ACTIVITY: In the tribute below, at which cafe did the brother's colleagues work?

Friends, loved ones and family –

It is an honour and privilege to pay tribute today to my older brother.

Tenzin Konchok Samdo was remarkable in so many ways. He lived his life to the fullest and touched so many people during his short time here with us. We all have special memories of him that we will carry with us – memories we will always hold dear.

Allow me to share some of the special memories that I have of my brother – memories that personify him and his life well lived.

Kunchok was truly devoted to his craft, but most importantly to his colleagues in the service industry. He called them his family and he really meant it by showering them with love, kindness and support in any way he could. Grateful for his position within this family, he always helped make it easy for the newcomers to join.     He was warm and welcoming to all around him, and he honoured the  guests who came before him.

He loved his son, Mila, fiercely. From the moment Mila was born, they were  a team. Kunchok’s devotion to him was limitless. 
During the last few difficult months, Kunchok didn’t respond much to anyone when they would talk about his health and wellness. He just smiled, nodded and kept to himself mostly.

However, when anyone brought up his work, he would so brilliantly light up and get this huge jolt of energy and be ready to discuss the art at length – he was so animated you’d think he was perfectly fine.

He so loved what he did and made you feel the passion he had for it.

Thank you to everyone for coming here and thank you to all his colleagues at Cafe Art Science for this incredible gathering. We all know – it meant the world to him that this was happening – both for him and for Mila.

And, as you will all likely know, because Kunchok told the story of Tibet  whenever and wherever he could, he came from a proud lineage – from a  people who have been oppressed and exiled from their own country.  

Kunchok knew – we didn’t come here to stay. We came to one day return to  our land.  

At this time, we are gathered here to help guide his spirit back to the land of  his mother, father, and his ancestors – back home to Tibet.    Thank you.

EXTRACTED INFORMATION:
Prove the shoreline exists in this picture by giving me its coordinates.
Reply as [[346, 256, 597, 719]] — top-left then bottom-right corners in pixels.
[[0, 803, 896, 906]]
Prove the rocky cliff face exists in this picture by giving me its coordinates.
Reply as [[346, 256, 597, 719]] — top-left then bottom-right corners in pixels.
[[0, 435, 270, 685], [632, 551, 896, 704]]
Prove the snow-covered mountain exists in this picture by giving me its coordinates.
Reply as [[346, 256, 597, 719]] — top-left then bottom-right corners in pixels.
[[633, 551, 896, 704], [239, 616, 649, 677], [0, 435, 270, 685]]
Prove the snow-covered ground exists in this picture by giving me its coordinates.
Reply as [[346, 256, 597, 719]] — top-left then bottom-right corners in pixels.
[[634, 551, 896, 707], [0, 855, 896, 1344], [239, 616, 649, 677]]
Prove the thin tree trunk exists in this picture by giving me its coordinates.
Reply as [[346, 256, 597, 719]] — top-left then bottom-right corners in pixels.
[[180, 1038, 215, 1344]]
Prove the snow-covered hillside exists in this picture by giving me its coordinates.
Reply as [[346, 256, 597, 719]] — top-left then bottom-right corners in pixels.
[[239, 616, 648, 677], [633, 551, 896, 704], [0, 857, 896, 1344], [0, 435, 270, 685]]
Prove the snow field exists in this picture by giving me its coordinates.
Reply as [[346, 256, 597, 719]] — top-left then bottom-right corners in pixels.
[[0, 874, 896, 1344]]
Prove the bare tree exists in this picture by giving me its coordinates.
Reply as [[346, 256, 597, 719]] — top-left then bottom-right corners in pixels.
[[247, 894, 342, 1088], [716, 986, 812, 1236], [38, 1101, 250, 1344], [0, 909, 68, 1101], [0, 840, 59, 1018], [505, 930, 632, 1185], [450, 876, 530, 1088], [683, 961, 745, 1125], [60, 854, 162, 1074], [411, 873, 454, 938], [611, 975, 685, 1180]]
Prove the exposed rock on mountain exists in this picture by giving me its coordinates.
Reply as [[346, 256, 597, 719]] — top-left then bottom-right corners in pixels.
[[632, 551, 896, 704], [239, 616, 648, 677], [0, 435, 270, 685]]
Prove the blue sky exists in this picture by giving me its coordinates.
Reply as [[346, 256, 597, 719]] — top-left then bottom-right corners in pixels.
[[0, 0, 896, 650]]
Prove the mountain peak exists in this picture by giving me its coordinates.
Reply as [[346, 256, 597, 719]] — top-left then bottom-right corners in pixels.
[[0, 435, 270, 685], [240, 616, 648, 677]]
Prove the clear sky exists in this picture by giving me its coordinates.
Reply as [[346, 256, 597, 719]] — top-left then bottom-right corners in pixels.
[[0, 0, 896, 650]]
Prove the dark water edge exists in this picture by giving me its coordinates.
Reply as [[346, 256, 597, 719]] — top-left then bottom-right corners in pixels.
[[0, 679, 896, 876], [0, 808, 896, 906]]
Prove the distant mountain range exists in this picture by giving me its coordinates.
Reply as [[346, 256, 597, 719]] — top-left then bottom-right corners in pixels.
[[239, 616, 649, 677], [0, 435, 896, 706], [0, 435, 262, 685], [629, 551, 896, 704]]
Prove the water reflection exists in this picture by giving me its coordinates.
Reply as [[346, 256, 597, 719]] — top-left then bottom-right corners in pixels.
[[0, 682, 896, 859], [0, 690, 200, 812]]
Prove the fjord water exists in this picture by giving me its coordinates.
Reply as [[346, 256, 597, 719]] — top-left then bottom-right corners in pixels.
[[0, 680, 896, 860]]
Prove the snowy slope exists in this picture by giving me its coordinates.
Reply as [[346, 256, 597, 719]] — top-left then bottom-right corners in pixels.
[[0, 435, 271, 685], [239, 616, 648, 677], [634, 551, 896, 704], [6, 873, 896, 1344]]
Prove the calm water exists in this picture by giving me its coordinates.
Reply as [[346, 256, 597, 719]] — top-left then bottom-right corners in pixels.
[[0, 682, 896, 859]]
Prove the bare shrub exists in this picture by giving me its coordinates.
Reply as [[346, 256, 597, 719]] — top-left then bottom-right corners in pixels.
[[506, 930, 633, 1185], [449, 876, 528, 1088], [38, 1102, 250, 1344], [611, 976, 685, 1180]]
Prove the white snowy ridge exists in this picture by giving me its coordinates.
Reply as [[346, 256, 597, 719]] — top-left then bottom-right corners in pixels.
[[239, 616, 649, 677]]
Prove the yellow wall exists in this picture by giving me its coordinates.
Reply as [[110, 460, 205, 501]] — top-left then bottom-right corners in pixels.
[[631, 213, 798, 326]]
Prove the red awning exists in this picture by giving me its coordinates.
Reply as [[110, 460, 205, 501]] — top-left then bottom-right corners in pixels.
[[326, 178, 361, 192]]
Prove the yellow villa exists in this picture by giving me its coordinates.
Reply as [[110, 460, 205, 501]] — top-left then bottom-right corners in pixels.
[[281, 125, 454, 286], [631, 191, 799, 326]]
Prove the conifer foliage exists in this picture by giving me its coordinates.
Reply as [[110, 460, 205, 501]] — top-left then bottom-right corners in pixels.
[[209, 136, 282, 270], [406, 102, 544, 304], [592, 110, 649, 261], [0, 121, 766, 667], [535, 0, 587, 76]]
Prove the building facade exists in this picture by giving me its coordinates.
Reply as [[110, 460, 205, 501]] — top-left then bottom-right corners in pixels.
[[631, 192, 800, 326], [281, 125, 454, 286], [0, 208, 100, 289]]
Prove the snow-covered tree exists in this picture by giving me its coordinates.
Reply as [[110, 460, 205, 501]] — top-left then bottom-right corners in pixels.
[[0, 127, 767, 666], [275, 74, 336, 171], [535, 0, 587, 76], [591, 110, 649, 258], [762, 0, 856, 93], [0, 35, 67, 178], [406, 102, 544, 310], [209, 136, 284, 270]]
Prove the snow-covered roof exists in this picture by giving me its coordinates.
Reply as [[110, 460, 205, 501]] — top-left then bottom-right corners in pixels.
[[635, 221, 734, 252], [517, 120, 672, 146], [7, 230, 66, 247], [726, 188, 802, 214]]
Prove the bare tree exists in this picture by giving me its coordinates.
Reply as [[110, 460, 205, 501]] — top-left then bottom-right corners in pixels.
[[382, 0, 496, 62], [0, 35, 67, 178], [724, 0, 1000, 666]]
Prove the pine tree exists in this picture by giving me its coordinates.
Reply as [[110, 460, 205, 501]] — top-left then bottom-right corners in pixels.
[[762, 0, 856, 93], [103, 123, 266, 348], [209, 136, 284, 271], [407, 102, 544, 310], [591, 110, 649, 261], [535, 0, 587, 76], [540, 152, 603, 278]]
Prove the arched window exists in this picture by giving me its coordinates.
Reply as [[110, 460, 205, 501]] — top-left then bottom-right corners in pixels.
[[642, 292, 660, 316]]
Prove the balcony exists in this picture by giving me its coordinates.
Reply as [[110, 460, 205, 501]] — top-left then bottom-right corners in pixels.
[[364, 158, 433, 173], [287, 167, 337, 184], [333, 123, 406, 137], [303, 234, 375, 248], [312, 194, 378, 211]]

* * *

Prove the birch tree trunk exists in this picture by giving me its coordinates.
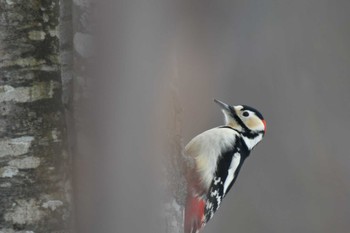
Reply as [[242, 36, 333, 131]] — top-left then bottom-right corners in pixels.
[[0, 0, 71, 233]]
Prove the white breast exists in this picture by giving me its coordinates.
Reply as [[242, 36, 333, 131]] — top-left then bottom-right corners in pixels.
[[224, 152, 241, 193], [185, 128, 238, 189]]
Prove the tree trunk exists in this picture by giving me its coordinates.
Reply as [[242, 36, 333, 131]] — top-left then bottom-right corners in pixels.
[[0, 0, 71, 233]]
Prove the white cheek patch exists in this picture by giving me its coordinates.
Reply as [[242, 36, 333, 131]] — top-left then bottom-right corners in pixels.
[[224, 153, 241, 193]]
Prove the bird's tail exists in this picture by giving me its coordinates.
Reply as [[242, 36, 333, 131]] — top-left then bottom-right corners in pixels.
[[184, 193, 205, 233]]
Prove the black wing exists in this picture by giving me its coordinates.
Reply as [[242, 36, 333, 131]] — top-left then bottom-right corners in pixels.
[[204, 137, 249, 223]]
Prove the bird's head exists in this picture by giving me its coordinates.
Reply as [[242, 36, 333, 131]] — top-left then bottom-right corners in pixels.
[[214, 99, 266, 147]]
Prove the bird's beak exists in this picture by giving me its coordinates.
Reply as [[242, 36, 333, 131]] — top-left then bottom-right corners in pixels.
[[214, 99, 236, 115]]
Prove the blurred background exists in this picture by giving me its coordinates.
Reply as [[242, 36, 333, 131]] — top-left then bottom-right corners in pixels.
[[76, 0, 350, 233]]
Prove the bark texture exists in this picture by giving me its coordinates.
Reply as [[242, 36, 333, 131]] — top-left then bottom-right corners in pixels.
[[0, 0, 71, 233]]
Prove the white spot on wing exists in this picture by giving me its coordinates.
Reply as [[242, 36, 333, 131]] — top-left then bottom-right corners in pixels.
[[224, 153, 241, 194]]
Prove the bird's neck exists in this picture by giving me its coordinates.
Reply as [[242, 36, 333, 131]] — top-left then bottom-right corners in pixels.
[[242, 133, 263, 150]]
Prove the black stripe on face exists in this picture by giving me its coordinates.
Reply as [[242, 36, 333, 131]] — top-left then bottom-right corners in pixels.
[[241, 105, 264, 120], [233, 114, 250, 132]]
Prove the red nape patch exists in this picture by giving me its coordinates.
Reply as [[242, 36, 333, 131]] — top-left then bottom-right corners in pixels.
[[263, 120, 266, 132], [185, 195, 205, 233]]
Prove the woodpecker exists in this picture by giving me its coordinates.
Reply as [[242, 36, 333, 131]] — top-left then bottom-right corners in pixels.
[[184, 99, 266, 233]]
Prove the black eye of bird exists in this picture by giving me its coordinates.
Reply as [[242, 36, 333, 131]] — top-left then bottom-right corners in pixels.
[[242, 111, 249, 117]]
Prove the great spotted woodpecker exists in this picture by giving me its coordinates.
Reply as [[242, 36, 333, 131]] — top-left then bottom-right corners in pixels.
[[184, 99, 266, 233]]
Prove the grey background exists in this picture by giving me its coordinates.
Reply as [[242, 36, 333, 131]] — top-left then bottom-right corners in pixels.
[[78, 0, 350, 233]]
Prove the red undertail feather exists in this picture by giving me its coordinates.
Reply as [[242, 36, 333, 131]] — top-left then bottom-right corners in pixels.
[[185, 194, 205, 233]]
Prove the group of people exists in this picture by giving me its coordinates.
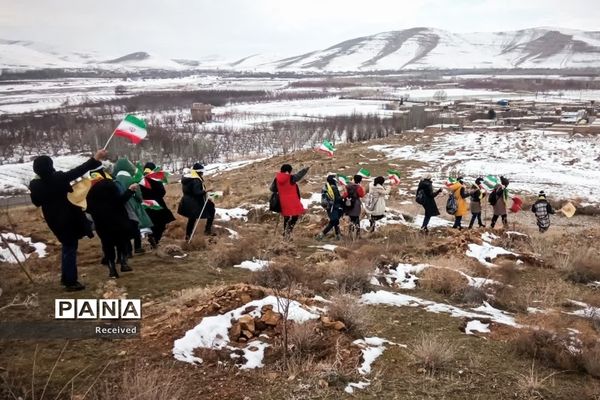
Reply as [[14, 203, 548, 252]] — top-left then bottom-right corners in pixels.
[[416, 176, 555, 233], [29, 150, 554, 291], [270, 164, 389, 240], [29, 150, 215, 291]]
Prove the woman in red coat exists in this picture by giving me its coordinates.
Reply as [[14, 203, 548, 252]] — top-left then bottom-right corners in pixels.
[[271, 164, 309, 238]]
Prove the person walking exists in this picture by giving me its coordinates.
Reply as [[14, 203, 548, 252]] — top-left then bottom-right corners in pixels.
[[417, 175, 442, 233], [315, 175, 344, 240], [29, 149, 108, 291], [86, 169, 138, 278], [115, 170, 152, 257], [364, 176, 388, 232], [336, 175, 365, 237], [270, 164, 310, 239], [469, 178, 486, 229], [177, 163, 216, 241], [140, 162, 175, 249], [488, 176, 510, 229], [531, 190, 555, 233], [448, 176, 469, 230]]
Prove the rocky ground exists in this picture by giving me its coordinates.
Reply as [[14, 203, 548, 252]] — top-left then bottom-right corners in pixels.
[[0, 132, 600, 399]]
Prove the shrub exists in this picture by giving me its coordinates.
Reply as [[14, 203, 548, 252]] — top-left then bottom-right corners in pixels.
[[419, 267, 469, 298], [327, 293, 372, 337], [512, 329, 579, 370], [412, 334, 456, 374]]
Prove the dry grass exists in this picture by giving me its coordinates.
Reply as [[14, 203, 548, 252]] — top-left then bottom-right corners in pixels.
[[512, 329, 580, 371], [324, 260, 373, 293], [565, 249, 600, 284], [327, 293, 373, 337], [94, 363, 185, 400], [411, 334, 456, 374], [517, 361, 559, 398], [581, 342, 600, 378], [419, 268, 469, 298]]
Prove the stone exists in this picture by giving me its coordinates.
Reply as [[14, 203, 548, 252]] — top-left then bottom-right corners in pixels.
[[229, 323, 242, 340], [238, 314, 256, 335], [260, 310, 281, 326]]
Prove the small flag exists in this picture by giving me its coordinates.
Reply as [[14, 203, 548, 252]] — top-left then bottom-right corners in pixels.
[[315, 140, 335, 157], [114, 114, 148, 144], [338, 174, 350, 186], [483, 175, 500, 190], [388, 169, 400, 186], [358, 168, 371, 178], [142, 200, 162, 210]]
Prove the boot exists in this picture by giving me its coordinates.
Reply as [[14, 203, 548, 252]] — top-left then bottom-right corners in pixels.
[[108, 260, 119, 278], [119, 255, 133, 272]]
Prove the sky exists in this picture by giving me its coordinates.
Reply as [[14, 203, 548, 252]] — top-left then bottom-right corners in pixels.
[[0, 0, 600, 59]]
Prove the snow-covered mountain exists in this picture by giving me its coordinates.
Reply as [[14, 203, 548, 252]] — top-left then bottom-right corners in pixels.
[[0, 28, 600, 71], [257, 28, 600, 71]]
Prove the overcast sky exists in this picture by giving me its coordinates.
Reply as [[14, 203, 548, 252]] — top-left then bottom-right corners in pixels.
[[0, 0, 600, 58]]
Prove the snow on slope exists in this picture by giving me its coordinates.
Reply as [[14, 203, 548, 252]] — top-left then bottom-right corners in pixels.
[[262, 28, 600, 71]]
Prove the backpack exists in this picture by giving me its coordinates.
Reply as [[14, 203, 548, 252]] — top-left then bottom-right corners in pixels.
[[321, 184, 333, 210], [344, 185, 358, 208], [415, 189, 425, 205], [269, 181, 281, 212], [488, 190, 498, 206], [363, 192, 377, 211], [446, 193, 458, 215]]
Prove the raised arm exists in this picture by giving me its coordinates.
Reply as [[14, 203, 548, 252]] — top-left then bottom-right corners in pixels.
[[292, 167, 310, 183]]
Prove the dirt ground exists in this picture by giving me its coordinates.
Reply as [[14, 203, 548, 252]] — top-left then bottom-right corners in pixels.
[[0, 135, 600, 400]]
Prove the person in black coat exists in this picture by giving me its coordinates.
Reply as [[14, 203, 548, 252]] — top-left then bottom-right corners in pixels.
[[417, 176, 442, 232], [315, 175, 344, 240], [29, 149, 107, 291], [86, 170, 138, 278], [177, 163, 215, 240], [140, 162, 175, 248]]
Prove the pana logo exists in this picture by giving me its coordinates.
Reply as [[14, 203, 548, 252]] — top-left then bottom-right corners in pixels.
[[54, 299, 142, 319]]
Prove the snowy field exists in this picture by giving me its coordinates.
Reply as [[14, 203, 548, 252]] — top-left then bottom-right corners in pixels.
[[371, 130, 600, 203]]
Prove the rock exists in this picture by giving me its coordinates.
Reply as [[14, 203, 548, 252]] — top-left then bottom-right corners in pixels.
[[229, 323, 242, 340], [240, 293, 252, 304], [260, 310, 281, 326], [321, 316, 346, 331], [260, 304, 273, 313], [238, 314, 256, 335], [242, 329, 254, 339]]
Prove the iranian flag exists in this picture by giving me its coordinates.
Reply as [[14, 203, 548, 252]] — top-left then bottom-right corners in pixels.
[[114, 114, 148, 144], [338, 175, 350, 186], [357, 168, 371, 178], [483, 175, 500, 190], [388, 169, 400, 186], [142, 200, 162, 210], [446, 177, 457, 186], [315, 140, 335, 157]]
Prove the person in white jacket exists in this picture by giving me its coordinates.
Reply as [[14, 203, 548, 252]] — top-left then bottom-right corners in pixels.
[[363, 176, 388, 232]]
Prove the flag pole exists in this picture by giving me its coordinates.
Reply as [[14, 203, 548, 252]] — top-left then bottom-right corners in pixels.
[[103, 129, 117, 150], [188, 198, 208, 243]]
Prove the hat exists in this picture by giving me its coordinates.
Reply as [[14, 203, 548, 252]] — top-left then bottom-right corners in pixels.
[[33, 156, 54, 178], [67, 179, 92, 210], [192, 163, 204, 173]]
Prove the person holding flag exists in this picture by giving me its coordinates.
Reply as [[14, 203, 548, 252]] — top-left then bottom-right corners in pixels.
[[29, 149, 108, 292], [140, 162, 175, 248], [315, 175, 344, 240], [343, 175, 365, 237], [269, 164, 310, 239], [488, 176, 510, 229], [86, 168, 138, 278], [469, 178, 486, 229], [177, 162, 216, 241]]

--

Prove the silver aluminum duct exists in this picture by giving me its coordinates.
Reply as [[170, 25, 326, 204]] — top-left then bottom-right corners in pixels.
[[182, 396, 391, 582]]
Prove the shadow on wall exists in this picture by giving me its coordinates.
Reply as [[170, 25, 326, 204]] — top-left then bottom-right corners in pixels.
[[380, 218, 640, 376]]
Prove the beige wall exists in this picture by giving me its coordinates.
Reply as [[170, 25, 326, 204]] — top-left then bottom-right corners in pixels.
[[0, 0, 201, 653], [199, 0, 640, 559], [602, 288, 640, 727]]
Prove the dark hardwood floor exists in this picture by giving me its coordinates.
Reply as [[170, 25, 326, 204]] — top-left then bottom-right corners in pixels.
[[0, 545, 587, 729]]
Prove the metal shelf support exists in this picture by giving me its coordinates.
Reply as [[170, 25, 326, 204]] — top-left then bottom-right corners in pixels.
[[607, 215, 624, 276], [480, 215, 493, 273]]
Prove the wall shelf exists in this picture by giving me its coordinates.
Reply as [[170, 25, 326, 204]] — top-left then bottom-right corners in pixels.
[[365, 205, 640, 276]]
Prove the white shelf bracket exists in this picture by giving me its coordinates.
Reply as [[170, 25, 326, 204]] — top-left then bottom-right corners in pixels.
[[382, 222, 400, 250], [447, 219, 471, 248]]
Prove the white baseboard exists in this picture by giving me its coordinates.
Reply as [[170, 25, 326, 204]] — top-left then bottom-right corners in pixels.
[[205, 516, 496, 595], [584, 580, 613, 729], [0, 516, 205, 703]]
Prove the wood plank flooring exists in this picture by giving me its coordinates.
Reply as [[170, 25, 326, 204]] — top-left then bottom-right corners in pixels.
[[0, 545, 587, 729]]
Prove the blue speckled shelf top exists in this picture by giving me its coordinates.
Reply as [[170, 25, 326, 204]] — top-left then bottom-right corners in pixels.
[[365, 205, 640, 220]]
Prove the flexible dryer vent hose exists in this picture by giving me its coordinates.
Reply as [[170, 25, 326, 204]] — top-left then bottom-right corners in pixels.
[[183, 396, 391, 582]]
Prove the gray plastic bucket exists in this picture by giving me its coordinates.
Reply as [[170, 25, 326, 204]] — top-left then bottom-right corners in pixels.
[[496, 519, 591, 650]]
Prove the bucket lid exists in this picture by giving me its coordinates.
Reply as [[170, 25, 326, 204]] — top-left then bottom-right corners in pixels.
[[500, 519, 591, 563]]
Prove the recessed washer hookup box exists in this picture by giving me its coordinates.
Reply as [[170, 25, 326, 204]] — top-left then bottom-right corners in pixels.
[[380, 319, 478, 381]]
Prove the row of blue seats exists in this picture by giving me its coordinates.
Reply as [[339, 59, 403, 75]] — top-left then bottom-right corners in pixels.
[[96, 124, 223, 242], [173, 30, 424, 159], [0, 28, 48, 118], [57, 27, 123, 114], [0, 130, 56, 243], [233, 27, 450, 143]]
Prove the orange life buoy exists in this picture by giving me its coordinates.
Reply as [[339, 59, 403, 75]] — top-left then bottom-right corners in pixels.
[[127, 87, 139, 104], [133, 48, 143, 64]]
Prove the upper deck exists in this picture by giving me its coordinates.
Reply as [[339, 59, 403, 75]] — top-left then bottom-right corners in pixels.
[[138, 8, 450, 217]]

FINISHED EXERCISE: Cafe Art Science